Instructions to follow ▸ Each line should be copied exactly.

* START Data to process *

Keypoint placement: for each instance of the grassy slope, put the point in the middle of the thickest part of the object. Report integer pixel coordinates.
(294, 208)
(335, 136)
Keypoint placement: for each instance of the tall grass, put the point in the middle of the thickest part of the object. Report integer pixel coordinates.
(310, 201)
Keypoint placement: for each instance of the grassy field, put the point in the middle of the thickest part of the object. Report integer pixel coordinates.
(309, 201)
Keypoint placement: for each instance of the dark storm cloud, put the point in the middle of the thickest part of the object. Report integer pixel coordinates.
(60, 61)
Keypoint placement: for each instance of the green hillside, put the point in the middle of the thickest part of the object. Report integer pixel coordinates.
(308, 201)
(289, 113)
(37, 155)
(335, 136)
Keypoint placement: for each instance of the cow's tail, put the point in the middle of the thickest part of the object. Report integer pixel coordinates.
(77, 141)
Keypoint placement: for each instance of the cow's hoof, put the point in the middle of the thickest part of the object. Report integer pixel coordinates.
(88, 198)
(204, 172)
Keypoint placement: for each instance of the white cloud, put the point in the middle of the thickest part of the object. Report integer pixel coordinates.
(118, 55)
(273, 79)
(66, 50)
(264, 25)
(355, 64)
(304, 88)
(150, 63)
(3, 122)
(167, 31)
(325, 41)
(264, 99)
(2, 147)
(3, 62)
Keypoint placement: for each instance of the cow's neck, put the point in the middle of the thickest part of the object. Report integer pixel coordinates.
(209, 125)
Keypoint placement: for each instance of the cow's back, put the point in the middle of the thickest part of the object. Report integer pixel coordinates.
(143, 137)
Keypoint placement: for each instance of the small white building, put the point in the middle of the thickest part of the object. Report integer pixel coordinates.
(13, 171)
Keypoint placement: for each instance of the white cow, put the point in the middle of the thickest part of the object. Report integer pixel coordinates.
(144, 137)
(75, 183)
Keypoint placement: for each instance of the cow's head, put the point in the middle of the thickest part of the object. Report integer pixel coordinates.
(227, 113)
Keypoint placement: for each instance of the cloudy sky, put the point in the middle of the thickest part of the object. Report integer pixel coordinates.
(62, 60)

* END Data to process *

Task output ▸
Keypoint placement: for each instance of the grassy slope, put the point in the middle of the thickest part of the object. Report integer pixel coordinates.
(294, 208)
(335, 136)
Keypoint placement: for each instance of the tall grass, put the point in the middle of the thickest part of the object. Report integer pixel coordinates.
(310, 201)
Keypoint placement: for each instance of the grassy field, put the point in the middle of the thickest part of the object. Report integer pixel coordinates.
(309, 201)
Keypoint placement: for each instance of the dark storm cloud, put the point in the middle of the thickest part of the object. Report integer pixel coordinates.
(60, 61)
Keypoint placement: for each instance of the green hillside, put the point in the middle of the thickest part of the object. Report integer pixel coordinates.
(308, 201)
(289, 113)
(37, 155)
(335, 136)
Keypoint placement: for each instance of the cow's tail, put the point in the middle of the thickest part of the object. Report integer pixel coordinates.
(77, 141)
Keypoint placement: for each instance of the cow's hoof, put the point in the middle of the thickest part of the object. Report integer pixel coordinates.
(88, 198)
(204, 172)
Keypoint placement: for each instance of the white cloud, put the point in the middle of the thickest part of the object. Report integer pixel coordinates.
(118, 55)
(273, 79)
(66, 50)
(264, 25)
(355, 64)
(304, 88)
(150, 63)
(3, 122)
(167, 31)
(325, 41)
(264, 99)
(2, 147)
(3, 62)
Keypoint placement: for each instance of the cow's neck, put the point in the middle of the thickest part of the object. Report integer pixel coordinates.
(209, 125)
Keypoint placement: for each instance of the cow's back, put the point in the middle of the thickest part of the object. Report integer pixel coordinates.
(143, 137)
Keypoint placement: for each instance of the small white building, put the point in the middle of the thickest part of the object. Report integer pixel coordinates.
(13, 171)
Keypoint placement: for each instance of the white cow, put the point in the middle of the thickest part of the object. Report integer pixel coordinates.
(144, 137)
(75, 183)
Keypoint placement: for each instance of the cow's head, put the point in the middle of the thickest part of the object. Report integer pixel coordinates.
(227, 113)
Keypoint placement: for each instance of the cloudy sky, put the point in the middle of the thickest part of the object. Report integer pixel coordinates.
(62, 60)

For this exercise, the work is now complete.